Start
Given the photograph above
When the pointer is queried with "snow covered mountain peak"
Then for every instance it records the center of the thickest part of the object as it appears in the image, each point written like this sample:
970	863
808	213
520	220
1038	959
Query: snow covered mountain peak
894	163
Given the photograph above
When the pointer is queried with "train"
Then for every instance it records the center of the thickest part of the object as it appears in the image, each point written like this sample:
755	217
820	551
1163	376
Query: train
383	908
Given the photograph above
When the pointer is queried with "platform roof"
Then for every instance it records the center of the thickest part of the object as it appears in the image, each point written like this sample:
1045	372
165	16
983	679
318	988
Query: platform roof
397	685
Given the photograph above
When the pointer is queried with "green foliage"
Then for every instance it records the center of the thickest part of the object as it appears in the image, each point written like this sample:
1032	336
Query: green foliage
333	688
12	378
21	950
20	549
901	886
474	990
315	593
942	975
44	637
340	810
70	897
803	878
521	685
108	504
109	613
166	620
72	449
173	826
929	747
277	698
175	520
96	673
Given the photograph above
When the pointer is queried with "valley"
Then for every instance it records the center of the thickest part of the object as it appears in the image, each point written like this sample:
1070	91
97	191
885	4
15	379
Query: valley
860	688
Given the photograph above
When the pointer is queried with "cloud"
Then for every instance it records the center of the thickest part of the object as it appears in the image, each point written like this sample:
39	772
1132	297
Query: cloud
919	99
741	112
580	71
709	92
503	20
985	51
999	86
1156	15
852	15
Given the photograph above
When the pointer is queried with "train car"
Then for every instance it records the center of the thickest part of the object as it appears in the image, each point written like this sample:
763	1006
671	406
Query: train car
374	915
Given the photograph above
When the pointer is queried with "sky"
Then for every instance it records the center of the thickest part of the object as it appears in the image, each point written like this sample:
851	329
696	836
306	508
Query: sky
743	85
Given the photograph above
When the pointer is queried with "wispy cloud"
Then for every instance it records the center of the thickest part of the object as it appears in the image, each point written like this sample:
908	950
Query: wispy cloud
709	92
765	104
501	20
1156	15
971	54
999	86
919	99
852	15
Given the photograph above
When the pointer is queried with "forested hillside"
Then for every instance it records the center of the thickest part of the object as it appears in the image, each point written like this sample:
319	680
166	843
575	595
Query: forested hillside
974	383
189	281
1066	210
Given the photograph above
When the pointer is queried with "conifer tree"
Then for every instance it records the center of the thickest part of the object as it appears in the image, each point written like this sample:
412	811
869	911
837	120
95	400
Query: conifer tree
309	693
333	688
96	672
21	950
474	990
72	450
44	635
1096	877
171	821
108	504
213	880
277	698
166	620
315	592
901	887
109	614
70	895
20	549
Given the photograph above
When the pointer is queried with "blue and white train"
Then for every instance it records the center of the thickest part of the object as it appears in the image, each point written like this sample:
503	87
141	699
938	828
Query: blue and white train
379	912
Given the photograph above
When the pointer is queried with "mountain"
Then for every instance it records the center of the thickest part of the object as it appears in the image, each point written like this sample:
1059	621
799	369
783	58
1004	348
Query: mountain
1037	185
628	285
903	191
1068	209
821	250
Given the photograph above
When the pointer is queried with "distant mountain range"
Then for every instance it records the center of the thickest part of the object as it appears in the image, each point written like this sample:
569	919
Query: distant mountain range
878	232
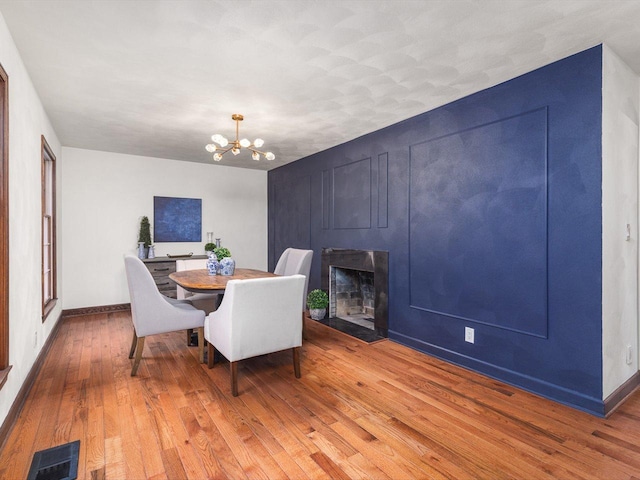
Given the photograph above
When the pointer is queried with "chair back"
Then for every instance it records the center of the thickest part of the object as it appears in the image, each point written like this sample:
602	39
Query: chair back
295	261
151	311
258	316
189	264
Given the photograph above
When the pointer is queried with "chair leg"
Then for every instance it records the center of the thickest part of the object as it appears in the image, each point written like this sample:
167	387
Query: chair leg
234	378
136	362
296	361
133	344
210	355
304	330
201	343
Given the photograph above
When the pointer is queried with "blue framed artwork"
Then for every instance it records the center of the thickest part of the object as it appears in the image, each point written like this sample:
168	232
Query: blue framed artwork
177	219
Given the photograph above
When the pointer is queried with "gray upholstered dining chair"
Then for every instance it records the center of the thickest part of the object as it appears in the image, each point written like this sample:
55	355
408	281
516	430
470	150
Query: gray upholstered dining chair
256	317
295	261
154	313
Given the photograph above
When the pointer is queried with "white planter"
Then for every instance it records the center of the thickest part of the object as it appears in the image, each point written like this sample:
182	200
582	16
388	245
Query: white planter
317	313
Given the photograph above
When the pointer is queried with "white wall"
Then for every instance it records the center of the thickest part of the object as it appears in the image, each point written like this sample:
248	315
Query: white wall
27	122
104	196
619	208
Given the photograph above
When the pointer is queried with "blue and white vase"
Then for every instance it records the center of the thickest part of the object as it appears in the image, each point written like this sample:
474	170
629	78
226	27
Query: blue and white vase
227	266
212	264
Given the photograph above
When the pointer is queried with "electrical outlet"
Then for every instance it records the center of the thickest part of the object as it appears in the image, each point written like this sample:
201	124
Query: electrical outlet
469	334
End
◆ **JOB**
Tally the lines of the data above that contain the string "outlet", counting case as it appears, and reply with only that number.

◆ **EXERCISE OUTPUT**
2